(Saved entries)
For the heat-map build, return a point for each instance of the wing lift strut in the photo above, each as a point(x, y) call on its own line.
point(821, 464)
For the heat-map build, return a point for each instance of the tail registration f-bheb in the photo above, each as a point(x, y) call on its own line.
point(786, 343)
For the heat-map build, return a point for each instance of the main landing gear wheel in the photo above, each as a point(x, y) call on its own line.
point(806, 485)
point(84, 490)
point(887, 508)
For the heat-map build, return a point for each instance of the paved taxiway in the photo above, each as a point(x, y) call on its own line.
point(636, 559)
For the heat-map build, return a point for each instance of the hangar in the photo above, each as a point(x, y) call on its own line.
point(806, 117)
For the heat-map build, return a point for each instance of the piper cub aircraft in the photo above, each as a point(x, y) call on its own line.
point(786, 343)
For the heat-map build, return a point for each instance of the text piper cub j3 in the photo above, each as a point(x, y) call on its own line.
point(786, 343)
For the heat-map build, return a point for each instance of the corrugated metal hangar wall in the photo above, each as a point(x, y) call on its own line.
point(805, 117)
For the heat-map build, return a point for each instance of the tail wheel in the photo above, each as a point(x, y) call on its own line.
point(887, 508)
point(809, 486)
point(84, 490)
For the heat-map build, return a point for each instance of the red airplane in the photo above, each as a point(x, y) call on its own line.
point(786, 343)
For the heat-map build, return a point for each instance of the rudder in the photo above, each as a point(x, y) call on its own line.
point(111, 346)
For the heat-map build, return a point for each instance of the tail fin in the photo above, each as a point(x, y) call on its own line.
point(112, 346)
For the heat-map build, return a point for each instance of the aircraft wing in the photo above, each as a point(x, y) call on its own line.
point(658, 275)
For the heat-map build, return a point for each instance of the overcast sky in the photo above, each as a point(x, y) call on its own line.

Your instructions » Write every record above out again exactly as it stands.

Response box »
For the heat-map build, return a point for each instance of the wing lift strut in the photo above, each as a point(x, y) call on its own line.
point(821, 464)
For the heat-map build, return a point for each instance of the tail registration f-bheb in the photo above, each as a point(x, y) call on its own line.
point(786, 343)
For the heat-map build, return a point for each instance of the main landing gear wheel in the photo above, each as a point(x, y) call on its own line.
point(806, 485)
point(84, 490)
point(887, 508)
For the heat-map build, return a point for each instance of the paved taxiway in the photo above, each as a point(x, y) call on its own line.
point(636, 559)
For the heat-map build, return a point for each instance of the hangar in the photo above, each as a point(x, y) call on its own line.
point(806, 117)
For the heat-map build, return a point for each instance of the piper cub aircraft in the photo above, each as a point(x, y) call on its own line.
point(786, 343)
For the heat-map build, return a point for each instance of the text piper cub j3 in the photo above, each as a point(x, y) call on its own line.
point(786, 343)
For the heat-map build, return a point for each instance of the corrugated metal hangar wall in the photo above, each as a point(x, y) call on its own line.
point(805, 117)
For the heat-map build, return a point for each instance of the tail wheel in the photo above, each as a point(x, y) call on its own line.
point(887, 508)
point(809, 486)
point(84, 490)
For the heat-map build, return a point for each instance of the red airplane in the photo above, each as a point(x, y) call on its own line.
point(786, 343)
For the heat-map build, return a point for each instance of the rudder in the photo above, each as a point(x, y) call on its own line.
point(111, 346)
For the heat-map build, return a point for each instance of the tail fin in the photo above, each as a point(x, y) call on its own line.
point(112, 346)
For the heat-map build, return a point for each instance of the aircraft wing in the photo above, each as a point(x, y) call on its own line.
point(658, 275)
For the heat-map build, return a point for each instance of the overcast sky in the photo above, each as a point(x, y) call on its own line.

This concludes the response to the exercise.